Here are records with pictures in them. Copy all of them exactly and leave the pictures out.
======== Source information
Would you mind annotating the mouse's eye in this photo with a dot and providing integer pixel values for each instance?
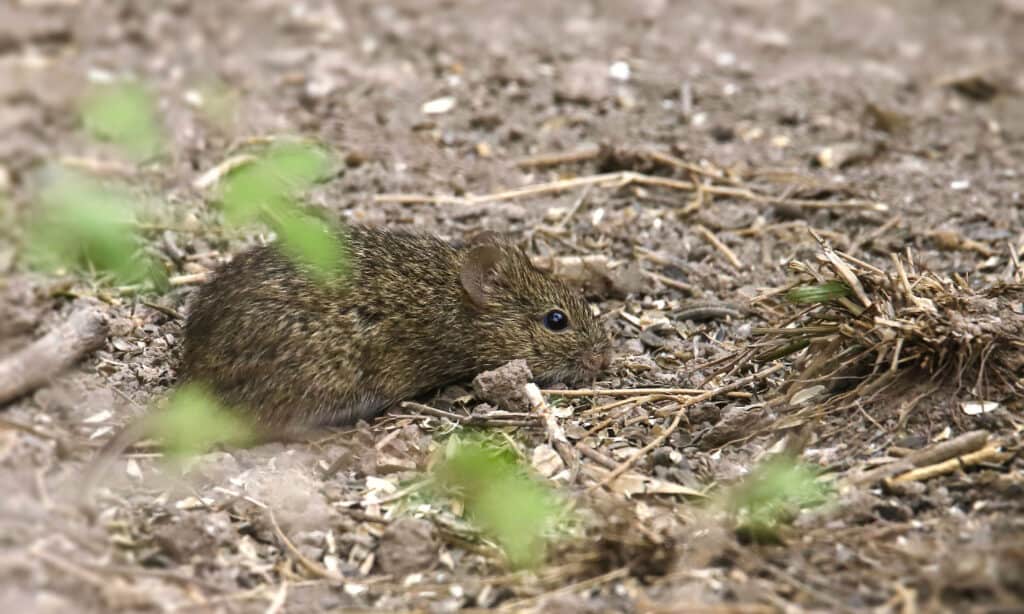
(556, 320)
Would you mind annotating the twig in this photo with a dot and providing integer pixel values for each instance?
(992, 450)
(45, 358)
(621, 179)
(311, 566)
(168, 311)
(683, 404)
(557, 158)
(716, 243)
(611, 576)
(676, 283)
(279, 600)
(187, 279)
(957, 446)
(629, 392)
(556, 435)
(491, 420)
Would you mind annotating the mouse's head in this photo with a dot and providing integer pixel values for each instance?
(521, 312)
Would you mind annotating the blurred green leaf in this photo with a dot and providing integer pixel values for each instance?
(81, 221)
(272, 181)
(266, 189)
(501, 497)
(194, 422)
(820, 293)
(772, 494)
(125, 115)
(310, 242)
(218, 103)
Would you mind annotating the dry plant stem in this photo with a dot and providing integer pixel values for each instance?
(957, 446)
(611, 576)
(716, 243)
(557, 158)
(623, 392)
(675, 283)
(187, 279)
(513, 420)
(311, 566)
(684, 403)
(33, 366)
(621, 179)
(990, 451)
(556, 435)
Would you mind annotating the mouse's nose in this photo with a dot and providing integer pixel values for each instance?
(597, 360)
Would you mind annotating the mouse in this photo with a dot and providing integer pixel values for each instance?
(410, 313)
(290, 351)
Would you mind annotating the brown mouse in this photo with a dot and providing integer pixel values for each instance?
(411, 313)
(290, 351)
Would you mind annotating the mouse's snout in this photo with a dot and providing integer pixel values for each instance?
(596, 360)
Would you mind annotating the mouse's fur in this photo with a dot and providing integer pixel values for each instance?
(411, 313)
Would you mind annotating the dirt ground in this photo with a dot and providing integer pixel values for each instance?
(916, 104)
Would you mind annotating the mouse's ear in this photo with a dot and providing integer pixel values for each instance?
(478, 271)
(483, 237)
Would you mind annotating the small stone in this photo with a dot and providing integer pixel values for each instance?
(505, 386)
(408, 545)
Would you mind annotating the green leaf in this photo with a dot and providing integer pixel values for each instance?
(820, 293)
(311, 244)
(768, 497)
(501, 497)
(125, 115)
(80, 221)
(194, 422)
(272, 181)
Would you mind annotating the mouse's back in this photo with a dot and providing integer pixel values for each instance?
(411, 313)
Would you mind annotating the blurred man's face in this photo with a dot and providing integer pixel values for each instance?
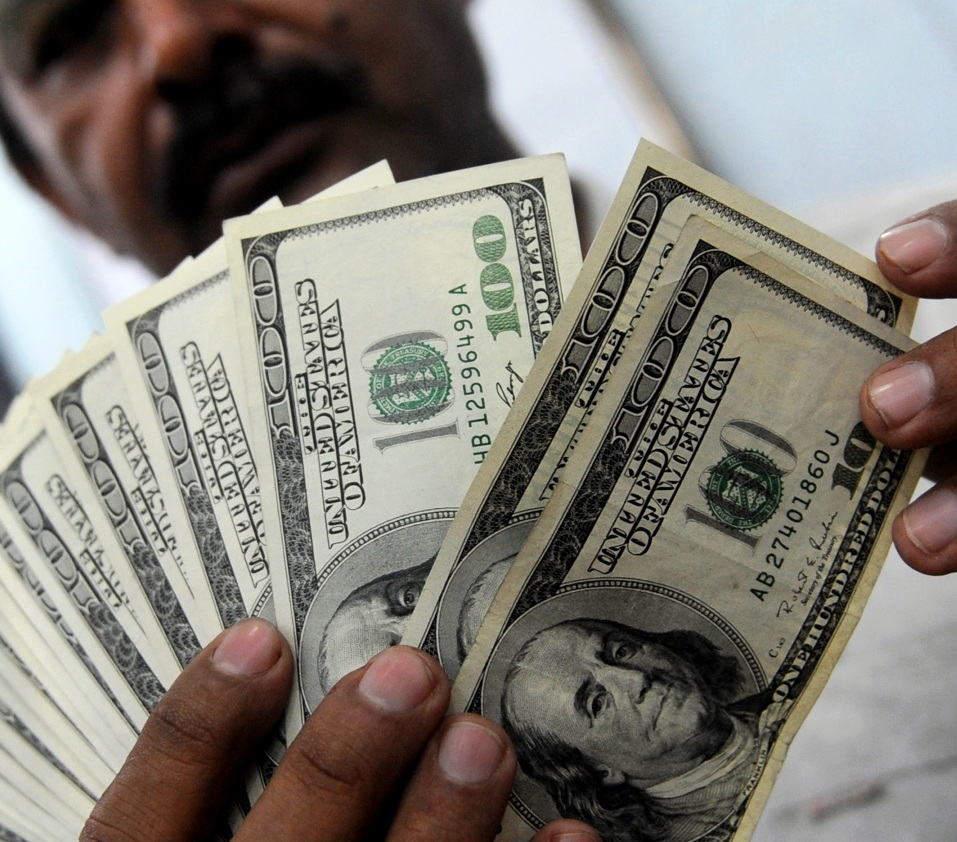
================
Your solution:
Would you mind annotating the mouse's eye in this photo with a dot and providing integer pixel values for each instance?
(556, 320)
Would you mind annotating the twig in this photo with a dot and providing integer pixel values for each instance?
(992, 450)
(45, 358)
(621, 179)
(311, 566)
(168, 311)
(683, 404)
(557, 158)
(716, 243)
(611, 576)
(676, 283)
(279, 600)
(187, 279)
(957, 446)
(629, 392)
(556, 435)
(491, 420)
Would you mind annotating the mouse's head in this photo with a dot and providing integer pixel values for each instance?
(521, 312)
Would you mind annotating the blurred green leaf in this photo with a dot and providing integer pixel values for each instance?
(81, 221)
(272, 181)
(266, 189)
(501, 497)
(194, 422)
(820, 293)
(772, 494)
(125, 115)
(310, 242)
(218, 103)
Would you mind annotating the dry plant stem in this photo with a dot and providing integer pixel values for each instance?
(957, 446)
(611, 576)
(716, 243)
(557, 158)
(623, 392)
(675, 283)
(187, 279)
(513, 420)
(311, 566)
(684, 403)
(33, 366)
(621, 179)
(990, 451)
(556, 435)
Would you mind annotating the mouse's nose in this photo with a dot and providing integer pixel values for each instance?
(597, 360)
Would you mind annotating the mouse in this photo with a dot and providing integer pixel values for each instance?
(410, 313)
(290, 351)
Would you mind annotating the brown mouse in this photo with a dot and providing integer pixel values for each instance?
(411, 313)
(290, 351)
Would you mind annotating the mouse's snout in this photo with a dot and providing integer pixel values for each instance?
(596, 360)
Would you mind annotating the mouse's fur in this photo with a dot and providing integer pixel values for each instance?
(411, 313)
Would you mind annotating the dirt ground in this photo with a dot and providing integer pixel values for each instance?
(916, 104)
Would you mind annotating the mouse's ear in this photo with a dot and providing integer pixel values for each instance?
(478, 271)
(483, 237)
Would you mind annotating the small stone in this photo with a dot and providing integer pixel values for each instance?
(505, 386)
(408, 545)
Would you mind annotating the green leaf in this photo with a dot and providing integer pixel values for each instance?
(820, 293)
(311, 244)
(768, 497)
(501, 497)
(125, 115)
(80, 221)
(194, 422)
(272, 181)
Would you mind annotating the mouse's back in this photo with a dot and providing integer pixel values for each instance?
(411, 313)
Would you mind annotating the blurred man's face in this photo with a dot and providing integer pixel values for each instance?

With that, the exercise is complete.